- **READING TEXT**:
Missing sequence for record beginning on line 5

#Processing pipeline

extract_barcodes.py -f R1.fastq -r R2.fastq -c barcode_paired_end --bc1_len 6 --bc2_len 6 -o processed_seqs

qiime tools import
--type MultiplexedPairedEndBarcodeInSequence
--input-path PE/
--output-path multiplexed-seqs6_Q1.qza

qiime cutadapt demux-paired
--i-seqs multiplexed-seqs6_Q1.qza
--m-forward-barcodes-file RUN6_mapping.tsv
--m-forward-barcodes-column BarcodeSequence
--p-error-rate 0
--o-per-sample-sequences demultiplexed-seqs6BAC_Q1.qza
--o-untrimmed-sequences untrimmed.qza
--verbose

ERROR here...

Am I missing a step or still putting in data in the wrong format?

thermokarst · July 19, 2018, 1:25pm

Hey there @mbnalbright!

No, I don't think so, I think your steps proposed here look good to me.

The problem is that at least one of your reads in sample 97B_bacteriaseqs consists only of barcode sequence (as in, there is no biological signal in the read) --- when cutadapt is demuxing, it strips away the barcode (which is good, we want this). The problem here is that without the barcode, this particular read has nothing else, so there is a blank line. When QIIME 2 goes to save that file, it performs a bit of data validation - it sees the record without any nts in it in this sample, and et voila - the error you are seeing now has some context!

- **MATERIAL SUPPLIED**:
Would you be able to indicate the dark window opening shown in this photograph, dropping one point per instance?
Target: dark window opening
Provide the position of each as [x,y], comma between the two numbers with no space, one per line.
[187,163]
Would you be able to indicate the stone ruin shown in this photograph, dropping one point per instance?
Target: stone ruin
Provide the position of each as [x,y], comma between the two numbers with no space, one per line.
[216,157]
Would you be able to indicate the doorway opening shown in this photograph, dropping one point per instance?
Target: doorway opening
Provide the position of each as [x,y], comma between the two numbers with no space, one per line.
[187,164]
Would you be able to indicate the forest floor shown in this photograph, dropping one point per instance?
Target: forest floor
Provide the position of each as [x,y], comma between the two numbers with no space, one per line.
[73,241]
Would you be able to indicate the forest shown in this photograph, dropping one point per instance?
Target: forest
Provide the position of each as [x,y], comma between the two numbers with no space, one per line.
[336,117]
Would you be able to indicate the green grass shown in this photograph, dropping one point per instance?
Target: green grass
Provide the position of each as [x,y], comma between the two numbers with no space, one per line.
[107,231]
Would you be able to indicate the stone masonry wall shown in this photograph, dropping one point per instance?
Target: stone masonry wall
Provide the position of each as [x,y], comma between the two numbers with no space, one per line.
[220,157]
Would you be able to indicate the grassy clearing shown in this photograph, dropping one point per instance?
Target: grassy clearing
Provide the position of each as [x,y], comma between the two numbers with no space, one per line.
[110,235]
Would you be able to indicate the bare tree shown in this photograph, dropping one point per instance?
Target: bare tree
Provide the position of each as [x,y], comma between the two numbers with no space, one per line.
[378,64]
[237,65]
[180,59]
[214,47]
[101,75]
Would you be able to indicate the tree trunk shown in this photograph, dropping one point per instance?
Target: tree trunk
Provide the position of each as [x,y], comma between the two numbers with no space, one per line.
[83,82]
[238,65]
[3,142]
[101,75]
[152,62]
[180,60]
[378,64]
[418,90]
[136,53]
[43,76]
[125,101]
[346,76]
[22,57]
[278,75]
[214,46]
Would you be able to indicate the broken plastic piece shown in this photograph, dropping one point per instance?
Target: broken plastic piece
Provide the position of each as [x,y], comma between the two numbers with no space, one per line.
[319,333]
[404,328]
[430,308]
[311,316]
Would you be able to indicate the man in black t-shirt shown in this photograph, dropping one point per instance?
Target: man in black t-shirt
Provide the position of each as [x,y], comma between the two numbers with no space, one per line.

...

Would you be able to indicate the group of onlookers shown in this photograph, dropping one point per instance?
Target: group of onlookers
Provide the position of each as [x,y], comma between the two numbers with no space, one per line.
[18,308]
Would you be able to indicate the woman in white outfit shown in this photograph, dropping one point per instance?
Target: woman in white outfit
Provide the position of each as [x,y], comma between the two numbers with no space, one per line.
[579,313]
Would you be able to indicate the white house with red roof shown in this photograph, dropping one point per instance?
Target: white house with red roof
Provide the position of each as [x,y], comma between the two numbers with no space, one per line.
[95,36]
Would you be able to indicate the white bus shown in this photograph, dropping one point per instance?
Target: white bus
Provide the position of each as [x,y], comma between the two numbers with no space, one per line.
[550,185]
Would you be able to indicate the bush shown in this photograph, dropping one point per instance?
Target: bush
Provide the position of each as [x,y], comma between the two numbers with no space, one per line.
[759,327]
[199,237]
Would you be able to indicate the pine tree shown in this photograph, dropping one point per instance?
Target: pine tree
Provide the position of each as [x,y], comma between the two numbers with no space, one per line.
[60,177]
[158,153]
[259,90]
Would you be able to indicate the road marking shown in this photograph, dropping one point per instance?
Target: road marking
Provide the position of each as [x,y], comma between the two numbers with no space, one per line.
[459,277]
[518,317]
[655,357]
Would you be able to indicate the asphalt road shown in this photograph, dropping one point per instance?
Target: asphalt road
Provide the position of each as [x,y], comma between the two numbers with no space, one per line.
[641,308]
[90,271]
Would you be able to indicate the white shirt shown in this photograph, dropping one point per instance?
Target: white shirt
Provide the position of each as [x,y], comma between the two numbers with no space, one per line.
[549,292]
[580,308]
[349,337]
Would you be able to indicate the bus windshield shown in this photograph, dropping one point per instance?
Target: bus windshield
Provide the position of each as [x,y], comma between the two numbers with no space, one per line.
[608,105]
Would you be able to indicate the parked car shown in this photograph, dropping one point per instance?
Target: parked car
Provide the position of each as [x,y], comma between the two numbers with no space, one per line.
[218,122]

- **ACTIVITY A**: In the forum thread about the QIIME 2 demultiplexing error, which sample has at least one read made up only of barcode sequence?
- **ACTIVITY B**: Go on with the forum thread about the QIIME 2 demultiplexing error, picking up right after its last sentence.

- **EXPECTED OUTPUT A**: 97B_bacteriaseqs

- **EXPECTED OUTPUT B**:
Okay, how to move forward...

I have an idea, but I am not sure if it will work.

Edit your RUN6_mapping.tsv file to remove the row that has barcode TACACACGTGAT
Re-run the qiime cutadapt demux-paired. Theoretically it will succeed, but, if not, you might need to remove a few more samples from step 1 --- let's play that by ear . Also, add the --verbose flag while running, just to get some more details.
From the logs in step 2, there will be a bunch of "Running external command line application. This may print messages to stdout and/or stderr" messages --- copy and paste one of those, and edit the filenames to point to your reads in the directory PE/, and save the new reads to some new location. You will also need to update the command to use the barcode TACACACGTGAT. If you need help crafting this command please just ping us here, but please include the --verbose output from step 2. We will also need to modify the command with the following parameter: -m 1, which will only save reads that are 1 nt long, or longer. I think this command will look something like this:

cutadapt \
  --front TACACACGTGAT \
  --error-rate 0 \
  -o {name}.1.fastq.gz \
  -p {name}.2.fastq.gz \
  -m 1 \
  PE/forward.fastq.gz \
  PE/reverse.fastq.gz

Run qiime tools export on the results from step 2. Export to a new dir.
Copy and paste the results created from step 3 into the directory created in step 4.
Delete any files in the dir from step 4 that aren't fastq.gz files. These should be MANIFEST and metadata.yml
Import the dir from 4.
Get back to deblurring!

Yikes, that looks like a lot of steps, but I think its mostly because I was a bit chatty in there. Let's give that a shot and see what we can do!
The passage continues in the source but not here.